## WORK TO COMPLETE:
In the material below, the lines from the one containing "the form [182,126]." through the one containing "the form [458,11]." are to be given again exactly, ends included, and no others.
###
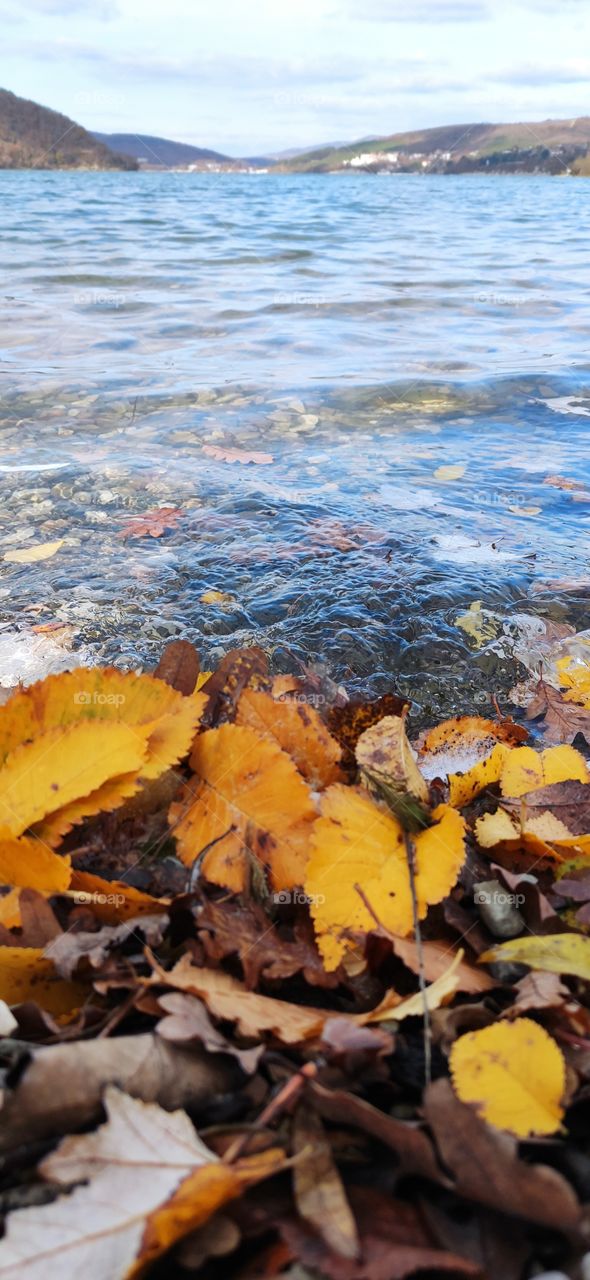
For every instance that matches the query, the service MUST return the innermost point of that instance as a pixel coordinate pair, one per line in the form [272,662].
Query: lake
[411,352]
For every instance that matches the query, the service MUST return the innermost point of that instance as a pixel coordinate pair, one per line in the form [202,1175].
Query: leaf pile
[284,992]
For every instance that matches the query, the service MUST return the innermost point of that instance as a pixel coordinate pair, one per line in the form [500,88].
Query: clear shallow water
[365,333]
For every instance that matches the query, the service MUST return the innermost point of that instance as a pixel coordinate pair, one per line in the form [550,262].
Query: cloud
[534,76]
[419,10]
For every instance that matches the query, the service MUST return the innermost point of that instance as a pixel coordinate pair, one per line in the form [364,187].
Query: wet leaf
[149,1180]
[247,805]
[557,952]
[513,1074]
[319,1192]
[298,730]
[31,554]
[26,973]
[179,666]
[227,455]
[151,524]
[485,1165]
[526,769]
[449,472]
[357,841]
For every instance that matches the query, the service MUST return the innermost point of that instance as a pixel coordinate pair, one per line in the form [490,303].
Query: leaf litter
[259,1013]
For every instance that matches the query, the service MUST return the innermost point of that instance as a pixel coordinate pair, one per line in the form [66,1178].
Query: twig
[283,1098]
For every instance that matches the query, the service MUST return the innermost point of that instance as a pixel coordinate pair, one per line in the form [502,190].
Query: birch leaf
[513,1074]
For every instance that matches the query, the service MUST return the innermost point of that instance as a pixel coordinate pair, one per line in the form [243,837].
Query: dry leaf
[227,455]
[246,803]
[149,1180]
[298,730]
[485,1165]
[26,973]
[513,1074]
[357,841]
[319,1192]
[557,952]
[31,554]
[62,1086]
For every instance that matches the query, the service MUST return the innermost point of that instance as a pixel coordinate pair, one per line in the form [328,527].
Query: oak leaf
[513,1074]
[26,974]
[358,842]
[553,952]
[246,805]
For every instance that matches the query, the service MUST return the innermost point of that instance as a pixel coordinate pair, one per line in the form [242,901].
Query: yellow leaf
[246,801]
[60,766]
[216,598]
[452,472]
[30,554]
[30,864]
[479,624]
[27,974]
[526,769]
[357,841]
[513,1073]
[554,952]
[298,730]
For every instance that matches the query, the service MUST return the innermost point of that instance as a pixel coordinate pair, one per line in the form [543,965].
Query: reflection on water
[399,348]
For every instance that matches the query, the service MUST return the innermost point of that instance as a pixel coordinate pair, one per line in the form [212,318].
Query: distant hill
[35,137]
[160,152]
[548,146]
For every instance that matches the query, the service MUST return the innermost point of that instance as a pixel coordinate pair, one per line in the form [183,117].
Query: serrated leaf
[553,952]
[513,1074]
[357,841]
[246,801]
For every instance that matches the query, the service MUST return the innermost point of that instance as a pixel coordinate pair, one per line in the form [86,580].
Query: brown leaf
[151,524]
[437,958]
[187,1019]
[179,666]
[238,668]
[319,1192]
[81,950]
[539,991]
[350,721]
[62,1086]
[486,1169]
[227,455]
[242,928]
[562,720]
[412,1147]
[394,1243]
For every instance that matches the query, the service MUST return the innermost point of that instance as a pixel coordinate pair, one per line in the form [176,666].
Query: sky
[254,77]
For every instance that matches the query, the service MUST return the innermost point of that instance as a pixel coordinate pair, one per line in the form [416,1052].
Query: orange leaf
[247,800]
[298,730]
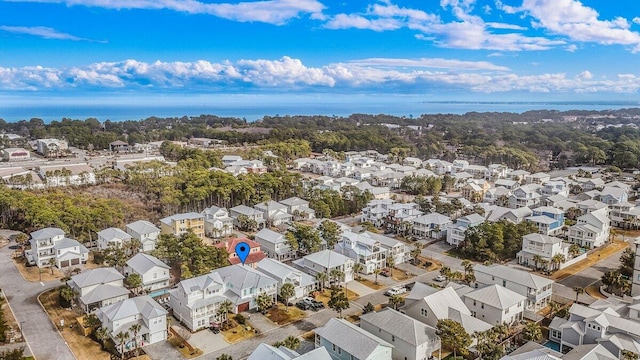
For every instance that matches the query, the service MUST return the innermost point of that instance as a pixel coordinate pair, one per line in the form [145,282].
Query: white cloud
[43,32]
[291,75]
[574,20]
[268,11]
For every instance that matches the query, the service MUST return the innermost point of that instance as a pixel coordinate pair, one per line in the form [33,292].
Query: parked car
[396,290]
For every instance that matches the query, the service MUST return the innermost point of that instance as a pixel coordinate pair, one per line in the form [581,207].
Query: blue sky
[445,50]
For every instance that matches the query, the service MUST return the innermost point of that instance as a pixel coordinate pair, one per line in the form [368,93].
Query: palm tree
[357,268]
[135,329]
[224,309]
[558,259]
[122,338]
[578,290]
[287,291]
[395,300]
[321,277]
[376,272]
[102,334]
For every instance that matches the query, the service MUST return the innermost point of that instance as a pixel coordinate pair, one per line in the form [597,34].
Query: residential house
[217,222]
[592,229]
[179,224]
[112,237]
[545,248]
[495,304]
[195,301]
[274,245]
[268,352]
[363,250]
[525,196]
[237,212]
[153,272]
[549,220]
[49,246]
[535,288]
[299,208]
[456,231]
[143,311]
[98,287]
[411,339]
[303,283]
[326,261]
[346,341]
[612,323]
[441,304]
[431,225]
[51,147]
[255,254]
[243,284]
[145,232]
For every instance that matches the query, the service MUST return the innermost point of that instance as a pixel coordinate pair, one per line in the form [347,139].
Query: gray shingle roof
[402,326]
[354,340]
[141,263]
[143,227]
[96,276]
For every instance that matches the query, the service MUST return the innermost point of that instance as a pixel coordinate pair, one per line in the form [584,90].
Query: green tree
[264,301]
[287,291]
[453,336]
[532,332]
[338,301]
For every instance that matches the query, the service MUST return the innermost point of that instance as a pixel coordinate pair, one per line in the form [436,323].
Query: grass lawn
[31,273]
[83,347]
[593,258]
[370,284]
[326,295]
[280,316]
[184,350]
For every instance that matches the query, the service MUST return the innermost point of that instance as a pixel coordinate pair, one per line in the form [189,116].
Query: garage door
[243,307]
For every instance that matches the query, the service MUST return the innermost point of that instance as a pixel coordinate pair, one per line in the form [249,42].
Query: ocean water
[252,111]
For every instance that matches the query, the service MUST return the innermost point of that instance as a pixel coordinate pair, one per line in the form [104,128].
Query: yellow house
[179,224]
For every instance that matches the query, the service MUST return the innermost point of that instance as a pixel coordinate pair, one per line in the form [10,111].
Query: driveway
[44,340]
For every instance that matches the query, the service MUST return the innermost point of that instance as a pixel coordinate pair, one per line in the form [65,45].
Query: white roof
[496,296]
[354,340]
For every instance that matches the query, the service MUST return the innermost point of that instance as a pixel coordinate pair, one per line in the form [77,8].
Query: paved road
[43,338]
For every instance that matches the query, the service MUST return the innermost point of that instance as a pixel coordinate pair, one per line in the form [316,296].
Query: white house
[326,261]
[495,304]
[153,272]
[112,237]
[303,283]
[345,341]
[141,310]
[535,288]
[545,247]
[275,213]
[592,229]
[217,222]
[456,231]
[98,287]
[411,339]
[274,245]
[145,232]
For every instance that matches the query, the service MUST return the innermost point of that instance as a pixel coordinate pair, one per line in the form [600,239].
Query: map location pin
[242,250]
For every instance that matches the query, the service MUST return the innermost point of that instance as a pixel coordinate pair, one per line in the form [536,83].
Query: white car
[397,290]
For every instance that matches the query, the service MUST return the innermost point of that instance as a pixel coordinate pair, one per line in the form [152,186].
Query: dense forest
[533,140]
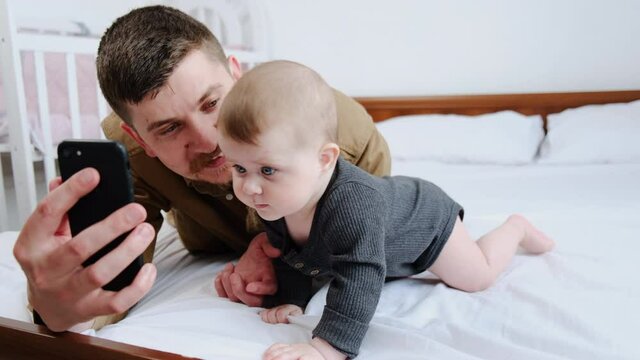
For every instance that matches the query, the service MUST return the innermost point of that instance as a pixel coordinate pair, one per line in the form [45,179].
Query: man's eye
[169,129]
[210,105]
[266,170]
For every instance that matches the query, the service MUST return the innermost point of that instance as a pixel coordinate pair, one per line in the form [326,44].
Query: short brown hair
[141,49]
[279,91]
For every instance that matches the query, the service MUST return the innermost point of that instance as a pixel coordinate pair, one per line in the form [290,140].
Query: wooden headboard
[382,108]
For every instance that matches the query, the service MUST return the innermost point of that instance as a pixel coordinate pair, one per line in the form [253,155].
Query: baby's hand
[278,314]
[292,352]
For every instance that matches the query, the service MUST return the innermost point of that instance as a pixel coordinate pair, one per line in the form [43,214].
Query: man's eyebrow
[156,124]
[208,92]
[160,123]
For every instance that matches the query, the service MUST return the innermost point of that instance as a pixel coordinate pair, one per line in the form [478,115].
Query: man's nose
[203,136]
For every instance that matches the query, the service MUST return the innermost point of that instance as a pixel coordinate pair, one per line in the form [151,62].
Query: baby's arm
[318,349]
[279,314]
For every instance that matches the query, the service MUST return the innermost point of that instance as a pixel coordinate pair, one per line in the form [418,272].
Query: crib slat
[74,104]
[4,218]
[48,152]
[21,153]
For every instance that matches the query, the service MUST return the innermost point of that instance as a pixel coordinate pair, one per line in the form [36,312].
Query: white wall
[420,47]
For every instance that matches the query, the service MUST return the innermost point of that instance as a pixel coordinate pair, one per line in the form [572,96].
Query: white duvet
[578,302]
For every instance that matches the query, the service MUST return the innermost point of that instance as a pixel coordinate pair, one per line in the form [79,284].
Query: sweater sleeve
[355,239]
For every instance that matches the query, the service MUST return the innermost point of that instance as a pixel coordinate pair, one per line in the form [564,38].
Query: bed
[574,173]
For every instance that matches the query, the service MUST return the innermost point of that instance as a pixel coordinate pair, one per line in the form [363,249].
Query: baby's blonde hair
[280,92]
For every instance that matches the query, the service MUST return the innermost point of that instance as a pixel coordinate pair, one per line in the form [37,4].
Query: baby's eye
[266,170]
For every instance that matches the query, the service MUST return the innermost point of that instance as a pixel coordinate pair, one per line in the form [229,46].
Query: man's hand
[64,293]
[253,276]
[292,352]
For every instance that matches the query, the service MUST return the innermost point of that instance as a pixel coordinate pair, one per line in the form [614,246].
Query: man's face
[178,125]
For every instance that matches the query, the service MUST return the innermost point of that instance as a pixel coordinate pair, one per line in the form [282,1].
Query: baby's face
[275,177]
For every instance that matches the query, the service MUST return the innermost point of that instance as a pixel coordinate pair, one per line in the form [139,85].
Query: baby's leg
[473,266]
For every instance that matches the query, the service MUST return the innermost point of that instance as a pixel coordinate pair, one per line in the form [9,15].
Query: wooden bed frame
[20,340]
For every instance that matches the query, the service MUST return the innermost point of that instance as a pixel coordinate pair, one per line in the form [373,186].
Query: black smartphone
[114,191]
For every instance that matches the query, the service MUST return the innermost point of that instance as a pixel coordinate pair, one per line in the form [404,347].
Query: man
[165,75]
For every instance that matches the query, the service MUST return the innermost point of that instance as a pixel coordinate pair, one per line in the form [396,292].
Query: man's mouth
[212,160]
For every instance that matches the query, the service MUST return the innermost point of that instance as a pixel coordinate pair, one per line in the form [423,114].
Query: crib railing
[23,153]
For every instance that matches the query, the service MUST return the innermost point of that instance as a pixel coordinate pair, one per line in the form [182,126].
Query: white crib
[35,123]
[23,135]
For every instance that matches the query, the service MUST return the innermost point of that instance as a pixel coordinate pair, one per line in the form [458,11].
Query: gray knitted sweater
[365,229]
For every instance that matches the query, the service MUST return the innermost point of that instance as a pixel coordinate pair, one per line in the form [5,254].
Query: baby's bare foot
[535,241]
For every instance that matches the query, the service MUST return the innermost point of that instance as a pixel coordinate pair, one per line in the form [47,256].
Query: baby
[330,219]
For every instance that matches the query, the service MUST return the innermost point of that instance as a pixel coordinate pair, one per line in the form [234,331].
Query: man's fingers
[57,203]
[36,236]
[77,250]
[269,250]
[262,287]
[110,265]
[226,282]
[54,183]
[118,302]
[239,291]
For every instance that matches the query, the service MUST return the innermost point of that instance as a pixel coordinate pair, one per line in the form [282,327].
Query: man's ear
[329,154]
[234,67]
[136,137]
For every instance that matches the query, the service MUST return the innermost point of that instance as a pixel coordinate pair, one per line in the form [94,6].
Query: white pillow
[505,137]
[593,134]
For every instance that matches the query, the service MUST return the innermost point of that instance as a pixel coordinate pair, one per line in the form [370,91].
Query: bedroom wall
[418,47]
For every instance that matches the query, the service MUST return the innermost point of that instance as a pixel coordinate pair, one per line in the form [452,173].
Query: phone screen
[114,191]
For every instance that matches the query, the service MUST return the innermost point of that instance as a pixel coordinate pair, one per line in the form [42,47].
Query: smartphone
[114,191]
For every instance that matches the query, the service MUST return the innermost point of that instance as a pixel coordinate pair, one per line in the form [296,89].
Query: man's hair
[279,92]
[141,49]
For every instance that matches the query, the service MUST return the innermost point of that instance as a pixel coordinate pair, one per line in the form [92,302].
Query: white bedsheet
[577,302]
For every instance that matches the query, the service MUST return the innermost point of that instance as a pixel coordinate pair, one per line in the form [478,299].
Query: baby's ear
[329,156]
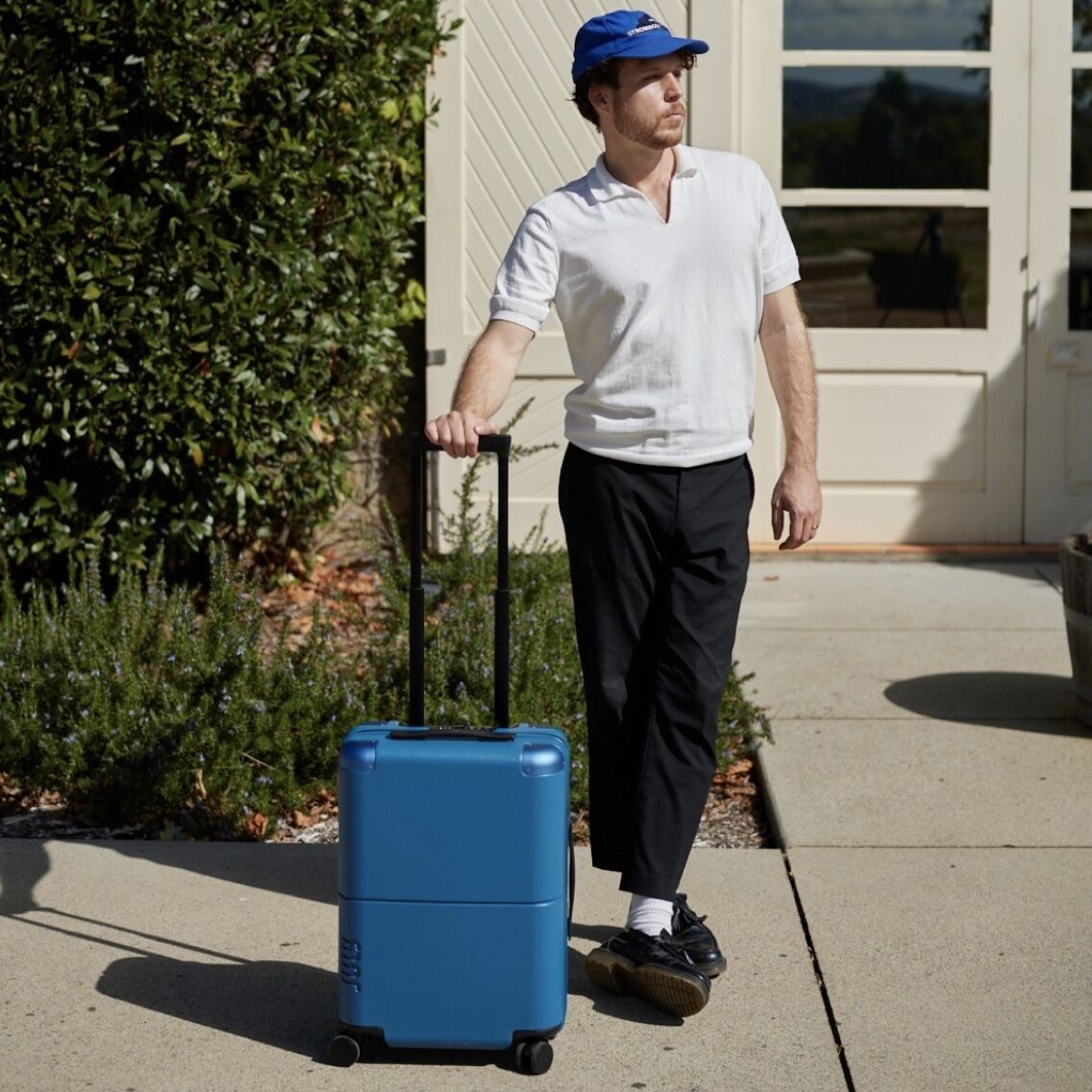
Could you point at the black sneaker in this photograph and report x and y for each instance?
(697, 939)
(653, 968)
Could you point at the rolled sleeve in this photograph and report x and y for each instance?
(527, 281)
(780, 264)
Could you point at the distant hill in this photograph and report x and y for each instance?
(808, 99)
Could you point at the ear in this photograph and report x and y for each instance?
(600, 97)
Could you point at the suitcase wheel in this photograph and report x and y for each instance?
(344, 1050)
(534, 1056)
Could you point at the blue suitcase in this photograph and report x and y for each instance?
(455, 864)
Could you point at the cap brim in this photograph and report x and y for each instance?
(658, 47)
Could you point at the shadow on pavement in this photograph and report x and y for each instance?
(1026, 700)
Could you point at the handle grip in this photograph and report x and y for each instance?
(501, 446)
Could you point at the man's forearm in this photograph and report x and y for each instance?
(488, 372)
(787, 352)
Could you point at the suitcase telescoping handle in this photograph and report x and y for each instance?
(500, 446)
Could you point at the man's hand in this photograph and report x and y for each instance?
(458, 432)
(798, 496)
(483, 385)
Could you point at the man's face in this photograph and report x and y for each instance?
(648, 106)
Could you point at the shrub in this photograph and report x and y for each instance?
(206, 211)
(143, 713)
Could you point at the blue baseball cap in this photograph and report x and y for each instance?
(626, 34)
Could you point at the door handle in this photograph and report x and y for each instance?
(1037, 313)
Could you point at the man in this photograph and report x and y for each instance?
(664, 263)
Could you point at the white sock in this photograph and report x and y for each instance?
(649, 915)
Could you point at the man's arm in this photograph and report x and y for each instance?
(483, 385)
(787, 351)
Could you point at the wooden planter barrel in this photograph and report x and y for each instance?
(1076, 556)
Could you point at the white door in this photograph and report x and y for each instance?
(1059, 335)
(898, 138)
(922, 152)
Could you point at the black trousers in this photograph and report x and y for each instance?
(658, 561)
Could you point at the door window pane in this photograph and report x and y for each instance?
(892, 24)
(1082, 130)
(891, 266)
(885, 128)
(1082, 24)
(1080, 269)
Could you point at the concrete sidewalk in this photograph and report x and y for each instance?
(930, 786)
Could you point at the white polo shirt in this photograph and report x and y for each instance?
(659, 318)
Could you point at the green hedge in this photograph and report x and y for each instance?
(207, 210)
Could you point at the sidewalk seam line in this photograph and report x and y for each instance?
(820, 981)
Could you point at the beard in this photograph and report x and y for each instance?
(658, 133)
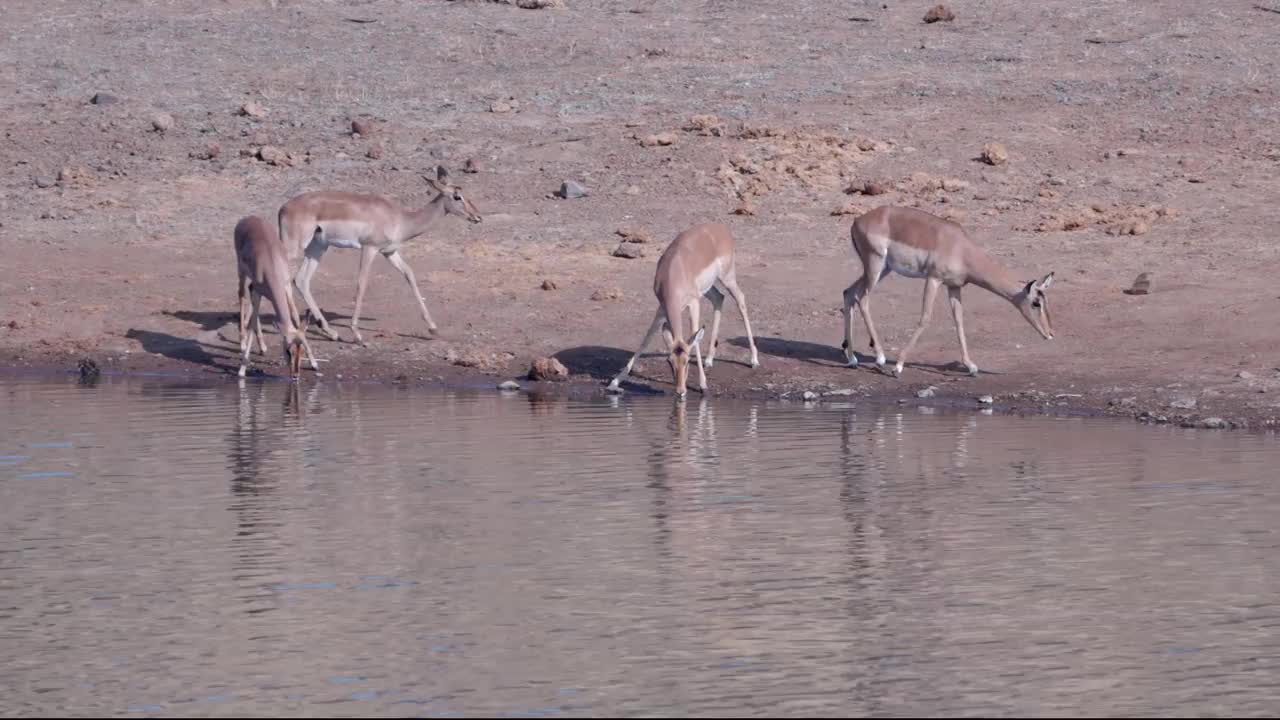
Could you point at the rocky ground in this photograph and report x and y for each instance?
(1097, 140)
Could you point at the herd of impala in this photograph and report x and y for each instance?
(698, 263)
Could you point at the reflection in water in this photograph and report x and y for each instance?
(304, 548)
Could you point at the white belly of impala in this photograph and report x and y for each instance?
(343, 233)
(707, 278)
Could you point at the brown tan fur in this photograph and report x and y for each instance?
(919, 245)
(264, 269)
(693, 265)
(374, 224)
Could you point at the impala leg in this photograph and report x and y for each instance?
(931, 294)
(873, 270)
(695, 317)
(366, 264)
(958, 314)
(302, 279)
(717, 299)
(658, 318)
(397, 260)
(740, 300)
(246, 338)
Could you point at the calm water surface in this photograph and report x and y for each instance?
(172, 548)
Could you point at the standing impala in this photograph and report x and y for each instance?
(918, 245)
(689, 270)
(374, 224)
(263, 269)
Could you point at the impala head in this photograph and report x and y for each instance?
(1033, 304)
(679, 354)
(451, 195)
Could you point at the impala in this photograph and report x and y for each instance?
(918, 245)
(690, 268)
(263, 269)
(314, 222)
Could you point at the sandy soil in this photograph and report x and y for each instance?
(1118, 118)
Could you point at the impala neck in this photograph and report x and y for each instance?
(988, 273)
(419, 220)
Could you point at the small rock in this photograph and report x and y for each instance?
(548, 369)
(274, 155)
(570, 190)
(88, 369)
(634, 235)
(1141, 285)
(629, 250)
(940, 13)
(705, 124)
(661, 139)
(876, 187)
(161, 122)
(252, 110)
(995, 154)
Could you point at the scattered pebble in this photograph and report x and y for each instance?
(629, 250)
(995, 154)
(570, 190)
(634, 235)
(940, 13)
(274, 155)
(661, 139)
(252, 110)
(1141, 285)
(548, 369)
(161, 122)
###
## ANSWER BELOW:
For every instance that matches the query, the service MUST return the innermost point of that instance as a pixel coordinate pair, one per line in the form [182,126].
Query: white crib
[35,123]
[23,135]
For every instance that matches the query, the service MUST return the innermost point of that instance as a pixel coordinate pair, one per line in the form [458,11].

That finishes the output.